- AVAILABLE DATA -
-.-.-

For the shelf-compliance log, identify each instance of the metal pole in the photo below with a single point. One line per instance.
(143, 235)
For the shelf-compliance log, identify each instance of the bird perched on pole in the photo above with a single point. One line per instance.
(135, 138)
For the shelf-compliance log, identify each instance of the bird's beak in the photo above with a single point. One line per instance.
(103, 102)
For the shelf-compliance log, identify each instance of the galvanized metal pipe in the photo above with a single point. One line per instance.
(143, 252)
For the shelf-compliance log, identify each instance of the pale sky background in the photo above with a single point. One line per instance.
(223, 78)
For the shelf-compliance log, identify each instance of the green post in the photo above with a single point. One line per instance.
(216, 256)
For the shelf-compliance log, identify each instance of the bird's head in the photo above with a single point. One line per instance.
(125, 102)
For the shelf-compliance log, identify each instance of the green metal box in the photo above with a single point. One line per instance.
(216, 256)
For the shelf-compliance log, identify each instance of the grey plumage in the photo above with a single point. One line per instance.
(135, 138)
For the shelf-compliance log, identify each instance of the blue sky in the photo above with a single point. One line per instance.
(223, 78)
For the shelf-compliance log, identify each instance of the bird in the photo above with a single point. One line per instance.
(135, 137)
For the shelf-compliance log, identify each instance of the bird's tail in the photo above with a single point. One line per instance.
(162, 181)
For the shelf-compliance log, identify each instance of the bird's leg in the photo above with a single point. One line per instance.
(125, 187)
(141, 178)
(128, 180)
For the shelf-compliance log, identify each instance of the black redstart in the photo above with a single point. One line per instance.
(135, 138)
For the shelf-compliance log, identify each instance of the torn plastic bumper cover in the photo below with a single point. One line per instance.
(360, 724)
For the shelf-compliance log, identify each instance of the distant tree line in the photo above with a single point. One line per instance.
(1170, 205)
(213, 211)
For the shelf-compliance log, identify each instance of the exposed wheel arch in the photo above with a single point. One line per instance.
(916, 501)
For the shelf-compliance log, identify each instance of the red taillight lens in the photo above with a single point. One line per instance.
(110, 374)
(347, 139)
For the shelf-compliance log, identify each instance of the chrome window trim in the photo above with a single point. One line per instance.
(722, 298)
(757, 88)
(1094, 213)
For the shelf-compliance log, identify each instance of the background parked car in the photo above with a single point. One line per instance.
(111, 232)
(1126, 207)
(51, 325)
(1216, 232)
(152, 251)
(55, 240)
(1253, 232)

-.-.-

- BRIEF -
Transcribe the records above in full, exactly as they stand.

- COMPLETED TASK -
For the shelf-compliance log, identify each instance of the metal pole in the photo below with a single point. One line per instance.
(143, 235)
For the shelf-compliance log, identify each instance of the bird perched on pole in the photo above with a single point. One line per instance.
(135, 138)
For the shelf-compliance log, identify each instance of the bird's beak in the photo above with a single point. One line per instance.
(103, 102)
For the shelf-compliance log, identify each instance of the galvanized metal pipe in the photo above with a single point. One line per instance.
(143, 252)
For the shelf-compliance log, identify each instance of the pale sky background in the photo above with a single point. One line per instance.
(223, 78)
For the shelf-compliance log, identify each instance of the green post in the photo above with a single point. One line per instance.
(216, 256)
For the shelf-compliance log, identify each instance of the bird's head in the photo above with a single point. One line per instance.
(125, 102)
For the shelf-compliance log, identify each instance of the green metal box in the photo above with a single point. One line per instance.
(216, 256)
For the shelf-compliance log, identify each instance of the grey plumage in the photo above with a single point. One line per instance.
(135, 138)
For the shelf-compliance log, identify each instance of the blue sky in the photo above with a single point. One line per instance.
(223, 78)
For the shelf-compliance log, identify each instance of the bird in the photo above with a single point. One line per instance.
(135, 137)
For the shelf-compliance log, identify each instance of the bird's tail in the photo above with a single point. One line per instance.
(162, 181)
For the shelf-compliance log, identify each instance of the bird's leg in the photo above with a single point. One line per instance.
(125, 187)
(141, 178)
(128, 180)
For the shelf-compliance log, identify each instance of the black redstart in the photo above with a single point. One line per instance.
(135, 138)
For the shelf-compliance log, identify each instance of the torn plastic bumper cover in the photo below with a single point. One line per instance.
(360, 724)
For the shelf-compliance log, identify each instance of the distant tree line in the photo above with a single point. One line per instance.
(1170, 205)
(213, 211)
For the shelf-compliance log, identify each instance of the exposed wheel arch in the photo above with a single point. One line per instance.
(916, 501)
For the shelf-compliance log, identify each instance of the red taillight lens in the photo above with a single point. One line per instance.
(110, 374)
(347, 139)
For the shelf-compliance log, identify each instance of the chrome window trim in the photo above with a single point. One line per instance.
(722, 298)
(757, 88)
(1094, 213)
For the shelf-compliance log, identify each instance of the background parked car in the photo above with a single point. One line per instance.
(111, 232)
(1126, 207)
(51, 325)
(1216, 232)
(152, 251)
(55, 240)
(1253, 232)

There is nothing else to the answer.